(Text block begins)

Fontaines D.C.'s rescheduled Glasgow gig (20/10/2021) was a joyful experience that proved worth the wait.
As the infamous “Barrowlands” neon sign flickered in the near distance, there was a buzz in the air as I entered Glasgow's infamous Gallowgate street and made the short walk towards the city’s iconic east end venue. Even the spits of rain in the Glaswegian sky couldn’t deter my mood. Full of bravado after a couple of pints of Guinness at a nearby Brazillian bar, it definitely hadn’t been lost on me that this was my first gig in 20 months. The closer I neared the coloured venue lettering, the more a feeling of familiarity overcame me. Pre-gig excitement was settling in and it was as if I’d never been away.
With the band expected on stage in half an hour, I followed my usual routine of getting a quick picture of the tacky, bright-lighted sign of the venue. Thankfully the initial, worryingly long queue passed relatively quickly. This was especially surprising considering the recent enactment of the mandatory COVID passport scheme in Scotland which had been expected to delay proceedings.
Before I knew it, I had entered the 1934-built, dance hall establishment again and up the stairs I headed. With an overpriced Magners purchased (sticking with the Irish theme, of course), I found a suitable location to the back right of the stage just in time for the scheduled start time. As I patiently waited, premature cheers from sections of the crowd sporadically spread on a number of occasions before falling flat like a lead balloon. With hopes raised time and again over a long 15-minute period, I stood there attentively for Fontaines D.C.’s first gig in Scotland in two years.
The excitement in the room was palpable for the return of the Dublin post-punk favourites and their unique brand of speak-sing, raw rock ‘n’ roll. This wasn’t just any band we were about to view. You see, in the UK, Fontaines are now amongst the most celebrated bands of the last few years, gaining recognition on the likes of daytime Radio 1 and being nominated for Brit Awards and Grammy’s. The most impressive part is that this growing mainstream appeal has all been achieved on their own terms. As a result, they’ve picked up a cult-like following up and down the British Isles. This was evidenced, of course, by this evening's all-encompassing crowd which ranged from teenage girls to middle-aged men trying to relive their Britpop party days.

(Text block ends)
(Information given begins)

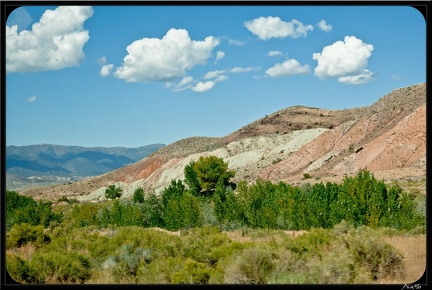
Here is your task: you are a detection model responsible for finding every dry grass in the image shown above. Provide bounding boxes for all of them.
[379,235,426,284]
[6,243,36,260]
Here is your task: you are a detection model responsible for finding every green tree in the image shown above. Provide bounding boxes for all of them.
[132,187,144,203]
[105,185,123,199]
[185,156,235,195]
[184,161,202,196]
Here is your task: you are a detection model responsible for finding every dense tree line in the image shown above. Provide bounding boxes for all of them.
[6,156,426,283]
[6,156,425,236]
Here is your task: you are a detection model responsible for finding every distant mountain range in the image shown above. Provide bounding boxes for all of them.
[6,144,165,189]
[16,83,426,202]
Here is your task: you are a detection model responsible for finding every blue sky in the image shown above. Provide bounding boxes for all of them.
[5,6,426,147]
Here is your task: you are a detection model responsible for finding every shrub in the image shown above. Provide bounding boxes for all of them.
[6,223,50,249]
[29,251,91,284]
[171,259,211,284]
[105,185,123,199]
[224,247,274,284]
[343,230,404,280]
[6,253,30,283]
[132,187,144,203]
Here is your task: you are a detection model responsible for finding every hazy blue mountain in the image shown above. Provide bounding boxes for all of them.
[6,144,165,177]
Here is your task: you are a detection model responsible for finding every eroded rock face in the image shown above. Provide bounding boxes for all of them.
[331,104,426,174]
[24,84,426,201]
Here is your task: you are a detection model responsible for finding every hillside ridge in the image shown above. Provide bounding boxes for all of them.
[19,83,426,201]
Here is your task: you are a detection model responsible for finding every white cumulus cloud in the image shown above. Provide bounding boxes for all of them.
[192,81,216,93]
[318,19,333,32]
[100,64,114,77]
[115,28,219,82]
[312,36,374,83]
[216,50,225,62]
[6,6,93,72]
[244,16,313,40]
[229,67,260,73]
[265,58,310,78]
[26,96,36,103]
[203,70,226,80]
[267,50,283,56]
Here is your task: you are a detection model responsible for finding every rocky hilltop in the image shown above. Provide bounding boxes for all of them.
[23,83,426,201]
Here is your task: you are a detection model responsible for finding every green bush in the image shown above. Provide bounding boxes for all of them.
[132,187,144,203]
[6,191,63,230]
[29,251,91,284]
[6,223,50,249]
[224,247,274,284]
[171,259,212,284]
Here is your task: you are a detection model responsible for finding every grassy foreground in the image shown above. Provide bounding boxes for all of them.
[6,222,426,284]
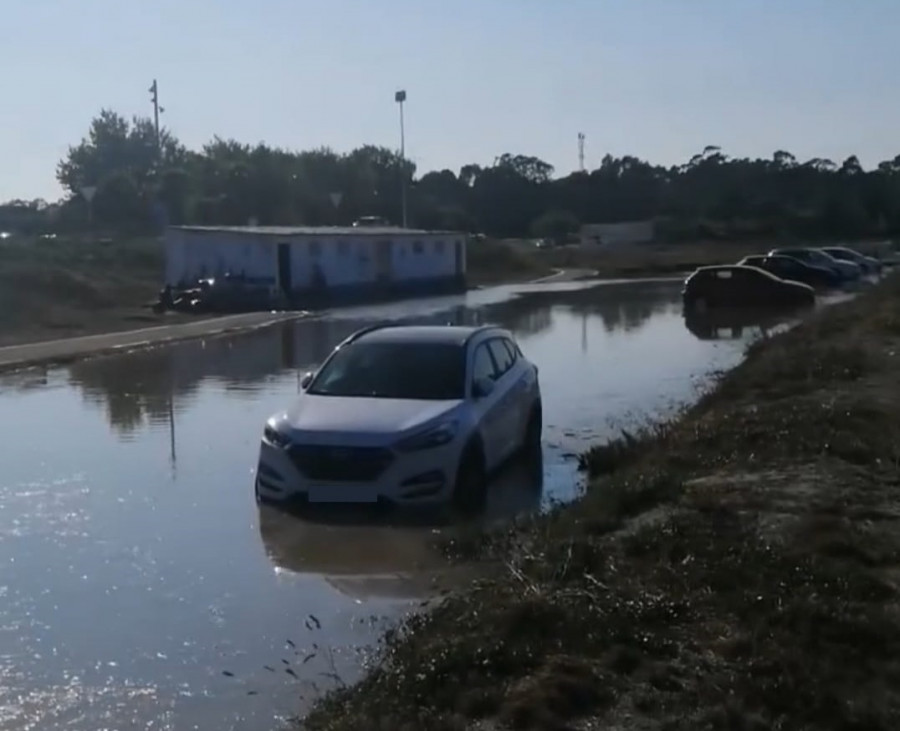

(Information given ends)

Set down, word for word, the part of the Fontaines D.C. gig review starting with "With the band" and going on through "to delay proceedings.".

With the band expected on stage in half an hour, I followed my usual routine of getting a quick picture of the tacky, bright-lighted sign of the venue. Thankfully the initial, worryingly long queue passed relatively quickly. This was especially surprising considering the recent enactment of the mandatory COVID passport scheme in Scotland which had been expected to delay proceedings.